## SOBRE A TAREFA
Transcreva, sem nenhuma alteração, a parte do texto sobre Geraldo Carneiro que vai de "Poeta, letrista, roteirista" até "deixa a cidade.".

## TRECHO CITADO

# # # #

Poeta, letrista, roteirista de teatro, cinema e televisão, ocupante da cadeira de número 24 da Academia Brasileira de Letras, Geraldo Carneiro foi um dos que, em sessão especial da Academia Nacional de Medicina, inspiraram-se em clássicos da literatura, para refletir que é possível enxergar, apesar da escuridão destes tempos de Covid-19.
Naquela tarde, Carneiro nos conduziu a reflexões sobre o que se colhe de nossas escolhas. De início, citou Édipo Rei, de Sófocles. Governante sob terrível praga, o solidário rei envida esforços para saber a origem do castigo e descobre que já estava previsto no oráculo. Por sua vez, os cidadãos clamam ao deus Apolo para que os livrem do mal. Além de parricida, Édipo cometeu o desatino de ter casado com a própria mãe, Jocasta. Ela prefere a morte, ao se dar conta de seu infortúnio. Resignado com maldita sorte, Édipo fura os olhos e deixa a cidade.

# # # #

Trechos do conjunto de dados:
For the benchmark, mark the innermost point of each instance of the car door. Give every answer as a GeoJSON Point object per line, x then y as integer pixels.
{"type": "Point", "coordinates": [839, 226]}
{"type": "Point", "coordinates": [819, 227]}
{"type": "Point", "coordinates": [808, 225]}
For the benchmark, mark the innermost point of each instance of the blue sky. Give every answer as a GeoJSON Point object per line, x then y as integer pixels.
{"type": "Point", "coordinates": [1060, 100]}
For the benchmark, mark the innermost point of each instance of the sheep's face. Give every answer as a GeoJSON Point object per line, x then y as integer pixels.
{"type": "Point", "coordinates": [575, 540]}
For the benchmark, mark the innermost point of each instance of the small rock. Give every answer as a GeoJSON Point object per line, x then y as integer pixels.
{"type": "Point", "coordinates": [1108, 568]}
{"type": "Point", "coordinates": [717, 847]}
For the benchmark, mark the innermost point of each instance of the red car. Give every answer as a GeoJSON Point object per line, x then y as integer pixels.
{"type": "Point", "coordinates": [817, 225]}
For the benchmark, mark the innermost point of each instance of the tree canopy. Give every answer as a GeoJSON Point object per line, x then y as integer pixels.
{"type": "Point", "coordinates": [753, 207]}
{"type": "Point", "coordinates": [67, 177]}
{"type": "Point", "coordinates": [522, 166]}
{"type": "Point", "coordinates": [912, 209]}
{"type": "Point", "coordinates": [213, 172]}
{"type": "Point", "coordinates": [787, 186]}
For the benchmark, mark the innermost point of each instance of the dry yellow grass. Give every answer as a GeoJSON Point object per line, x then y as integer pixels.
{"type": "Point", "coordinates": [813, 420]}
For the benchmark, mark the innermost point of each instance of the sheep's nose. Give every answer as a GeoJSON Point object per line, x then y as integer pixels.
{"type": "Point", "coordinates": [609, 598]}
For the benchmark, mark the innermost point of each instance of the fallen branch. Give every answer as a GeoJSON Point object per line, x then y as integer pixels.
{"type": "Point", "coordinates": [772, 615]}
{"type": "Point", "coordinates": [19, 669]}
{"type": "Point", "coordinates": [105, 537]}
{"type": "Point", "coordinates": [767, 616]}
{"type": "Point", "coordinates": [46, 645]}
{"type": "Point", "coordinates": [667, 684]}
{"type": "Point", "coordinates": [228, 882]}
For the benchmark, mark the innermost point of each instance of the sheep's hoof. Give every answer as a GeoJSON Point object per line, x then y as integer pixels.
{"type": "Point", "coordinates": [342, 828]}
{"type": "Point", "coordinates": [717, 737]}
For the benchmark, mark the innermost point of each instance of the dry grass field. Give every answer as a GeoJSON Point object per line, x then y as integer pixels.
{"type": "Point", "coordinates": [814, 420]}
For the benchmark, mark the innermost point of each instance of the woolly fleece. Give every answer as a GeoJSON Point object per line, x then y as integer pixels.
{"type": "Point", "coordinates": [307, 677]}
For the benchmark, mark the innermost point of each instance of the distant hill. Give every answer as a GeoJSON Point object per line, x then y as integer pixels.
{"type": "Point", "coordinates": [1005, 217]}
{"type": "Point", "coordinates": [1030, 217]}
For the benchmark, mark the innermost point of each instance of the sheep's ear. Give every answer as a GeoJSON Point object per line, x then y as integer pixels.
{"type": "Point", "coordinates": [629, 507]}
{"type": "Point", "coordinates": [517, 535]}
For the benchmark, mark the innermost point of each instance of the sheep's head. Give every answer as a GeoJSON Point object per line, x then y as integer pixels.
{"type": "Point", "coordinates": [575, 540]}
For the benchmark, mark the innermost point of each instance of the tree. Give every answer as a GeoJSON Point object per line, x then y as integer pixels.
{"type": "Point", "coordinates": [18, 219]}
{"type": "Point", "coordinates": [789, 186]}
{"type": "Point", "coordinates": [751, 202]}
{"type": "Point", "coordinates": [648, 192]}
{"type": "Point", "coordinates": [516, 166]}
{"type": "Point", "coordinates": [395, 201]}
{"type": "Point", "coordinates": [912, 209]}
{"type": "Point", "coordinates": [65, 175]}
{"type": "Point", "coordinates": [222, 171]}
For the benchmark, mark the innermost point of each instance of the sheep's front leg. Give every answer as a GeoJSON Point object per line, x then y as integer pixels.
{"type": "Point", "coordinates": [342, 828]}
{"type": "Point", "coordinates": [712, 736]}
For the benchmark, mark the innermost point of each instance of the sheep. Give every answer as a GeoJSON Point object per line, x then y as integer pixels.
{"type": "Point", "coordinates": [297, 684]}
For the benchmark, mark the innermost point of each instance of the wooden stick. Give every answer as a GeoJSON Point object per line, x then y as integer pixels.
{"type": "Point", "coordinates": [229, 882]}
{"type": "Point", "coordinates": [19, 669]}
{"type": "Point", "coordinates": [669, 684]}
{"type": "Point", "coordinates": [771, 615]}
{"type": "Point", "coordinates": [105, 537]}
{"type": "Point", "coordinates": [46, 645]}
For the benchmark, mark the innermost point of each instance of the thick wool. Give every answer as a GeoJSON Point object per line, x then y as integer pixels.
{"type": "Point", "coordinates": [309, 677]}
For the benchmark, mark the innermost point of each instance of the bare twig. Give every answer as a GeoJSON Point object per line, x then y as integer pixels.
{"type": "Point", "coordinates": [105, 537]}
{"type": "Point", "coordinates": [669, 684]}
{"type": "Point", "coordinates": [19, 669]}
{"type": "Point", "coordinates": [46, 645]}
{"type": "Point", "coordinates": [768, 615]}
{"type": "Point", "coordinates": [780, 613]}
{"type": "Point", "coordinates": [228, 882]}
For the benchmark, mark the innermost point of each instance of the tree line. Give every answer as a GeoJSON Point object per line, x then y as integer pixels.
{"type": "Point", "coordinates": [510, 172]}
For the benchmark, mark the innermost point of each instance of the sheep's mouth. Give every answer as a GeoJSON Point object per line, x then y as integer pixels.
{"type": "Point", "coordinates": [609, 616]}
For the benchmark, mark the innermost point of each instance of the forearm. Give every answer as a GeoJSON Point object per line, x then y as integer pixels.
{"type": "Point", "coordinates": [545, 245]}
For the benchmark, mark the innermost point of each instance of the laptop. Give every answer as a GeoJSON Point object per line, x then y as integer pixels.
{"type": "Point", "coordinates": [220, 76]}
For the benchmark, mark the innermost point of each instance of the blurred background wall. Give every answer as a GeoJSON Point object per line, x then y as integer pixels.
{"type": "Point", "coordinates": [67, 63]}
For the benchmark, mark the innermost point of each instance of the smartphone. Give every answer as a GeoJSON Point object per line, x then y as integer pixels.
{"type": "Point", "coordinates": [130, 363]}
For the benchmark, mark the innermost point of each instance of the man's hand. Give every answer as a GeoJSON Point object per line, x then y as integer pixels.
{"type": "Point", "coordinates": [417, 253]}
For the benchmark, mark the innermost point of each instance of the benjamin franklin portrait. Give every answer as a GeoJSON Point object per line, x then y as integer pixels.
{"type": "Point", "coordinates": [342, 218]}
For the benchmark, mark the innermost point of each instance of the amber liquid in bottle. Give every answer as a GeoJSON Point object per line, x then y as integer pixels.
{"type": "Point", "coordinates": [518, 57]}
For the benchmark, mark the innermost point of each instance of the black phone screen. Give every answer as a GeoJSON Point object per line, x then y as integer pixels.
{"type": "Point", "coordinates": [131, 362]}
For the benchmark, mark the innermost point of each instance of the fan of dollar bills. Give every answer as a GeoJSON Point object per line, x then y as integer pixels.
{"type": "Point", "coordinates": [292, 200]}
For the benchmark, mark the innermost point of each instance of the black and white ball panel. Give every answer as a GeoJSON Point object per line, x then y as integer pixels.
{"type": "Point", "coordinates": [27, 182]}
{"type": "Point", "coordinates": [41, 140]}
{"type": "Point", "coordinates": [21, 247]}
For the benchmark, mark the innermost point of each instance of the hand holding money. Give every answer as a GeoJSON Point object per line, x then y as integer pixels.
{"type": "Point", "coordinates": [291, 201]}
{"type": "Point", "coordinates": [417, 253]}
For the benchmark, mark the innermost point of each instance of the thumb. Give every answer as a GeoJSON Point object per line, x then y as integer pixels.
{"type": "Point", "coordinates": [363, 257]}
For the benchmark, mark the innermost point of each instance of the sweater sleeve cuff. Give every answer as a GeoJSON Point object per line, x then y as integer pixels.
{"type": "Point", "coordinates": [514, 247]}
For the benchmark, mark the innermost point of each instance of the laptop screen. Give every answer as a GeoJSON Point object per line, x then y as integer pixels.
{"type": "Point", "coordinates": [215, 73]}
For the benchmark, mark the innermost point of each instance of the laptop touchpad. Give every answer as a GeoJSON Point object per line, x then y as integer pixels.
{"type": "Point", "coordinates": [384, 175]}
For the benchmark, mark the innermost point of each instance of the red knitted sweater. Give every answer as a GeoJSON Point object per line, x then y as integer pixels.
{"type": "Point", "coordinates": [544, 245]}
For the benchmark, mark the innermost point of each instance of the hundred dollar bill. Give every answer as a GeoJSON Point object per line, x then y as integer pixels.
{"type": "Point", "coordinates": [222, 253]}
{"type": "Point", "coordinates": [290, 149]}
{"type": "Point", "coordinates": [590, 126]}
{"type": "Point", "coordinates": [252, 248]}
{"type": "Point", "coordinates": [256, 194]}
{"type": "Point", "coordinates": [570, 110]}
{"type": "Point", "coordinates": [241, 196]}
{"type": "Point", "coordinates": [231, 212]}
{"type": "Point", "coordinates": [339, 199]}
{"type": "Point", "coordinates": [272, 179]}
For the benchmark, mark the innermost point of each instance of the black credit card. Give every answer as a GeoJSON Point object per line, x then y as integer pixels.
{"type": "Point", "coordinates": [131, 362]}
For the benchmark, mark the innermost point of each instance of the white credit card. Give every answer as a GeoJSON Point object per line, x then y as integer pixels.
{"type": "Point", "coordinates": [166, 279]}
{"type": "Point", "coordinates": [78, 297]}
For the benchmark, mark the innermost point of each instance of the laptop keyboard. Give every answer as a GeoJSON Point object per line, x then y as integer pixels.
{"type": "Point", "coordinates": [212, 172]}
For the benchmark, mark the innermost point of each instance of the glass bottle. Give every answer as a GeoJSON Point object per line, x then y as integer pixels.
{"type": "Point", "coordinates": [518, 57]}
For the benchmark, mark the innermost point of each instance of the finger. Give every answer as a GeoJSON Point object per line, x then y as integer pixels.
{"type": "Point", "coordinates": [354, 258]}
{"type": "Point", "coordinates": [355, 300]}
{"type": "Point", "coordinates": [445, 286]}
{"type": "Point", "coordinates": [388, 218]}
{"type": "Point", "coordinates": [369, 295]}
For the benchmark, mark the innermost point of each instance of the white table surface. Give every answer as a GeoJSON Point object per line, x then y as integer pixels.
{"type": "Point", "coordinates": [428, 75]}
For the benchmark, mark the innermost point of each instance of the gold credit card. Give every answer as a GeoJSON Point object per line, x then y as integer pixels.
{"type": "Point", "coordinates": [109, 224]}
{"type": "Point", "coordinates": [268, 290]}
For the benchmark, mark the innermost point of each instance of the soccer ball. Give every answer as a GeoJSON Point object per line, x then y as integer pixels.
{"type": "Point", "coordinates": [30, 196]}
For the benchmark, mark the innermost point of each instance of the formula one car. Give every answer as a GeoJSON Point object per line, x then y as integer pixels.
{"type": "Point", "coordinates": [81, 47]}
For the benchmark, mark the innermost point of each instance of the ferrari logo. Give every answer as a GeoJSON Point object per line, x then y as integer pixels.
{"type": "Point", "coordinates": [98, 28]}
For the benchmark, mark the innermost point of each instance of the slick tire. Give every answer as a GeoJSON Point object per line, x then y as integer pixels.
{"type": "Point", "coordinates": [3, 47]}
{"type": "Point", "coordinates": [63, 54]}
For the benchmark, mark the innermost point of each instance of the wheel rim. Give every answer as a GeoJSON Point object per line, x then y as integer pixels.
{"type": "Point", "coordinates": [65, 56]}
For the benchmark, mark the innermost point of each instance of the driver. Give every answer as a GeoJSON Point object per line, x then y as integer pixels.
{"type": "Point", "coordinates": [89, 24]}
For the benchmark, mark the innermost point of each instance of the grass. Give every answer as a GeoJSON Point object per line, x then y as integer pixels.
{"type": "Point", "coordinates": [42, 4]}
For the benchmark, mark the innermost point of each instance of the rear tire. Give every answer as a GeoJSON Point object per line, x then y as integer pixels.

# # # #

## RESPOSTA
Poeta, letrista, roteirista de teatro, cinema e televisão, ocupante da cadeira de número 24 da Academia Brasileira de Letras, Geraldo Carneiro foi um dos que, em sessão especial da Academia Nacional de Medicina, inspiraram-se em clássicos da literatura, para refletir que é possível enxergar, apesar da escuridão destes tempos de Covid-19.
Naquela tarde, Carneiro nos conduziu a reflexões sobre o que se colhe de nossas escolhas. De início, citou Édipo Rei, de Sófocles. Governante sob terrível praga, o solidário rei envida esforços para saber a origem do castigo e descobre que já estava previsto no oráculo. Por sua vez, os cidadãos clamam ao deus Apolo para que os livrem do mal. Além de parricida, Édipo cometeu o desatino de ter casado com a própria mãe, Jocasta. Ela prefere a morte, ao se dar conta de seu infortúnio. Resignado com maldita sorte, Édipo fura os olhos e deixa a cidade.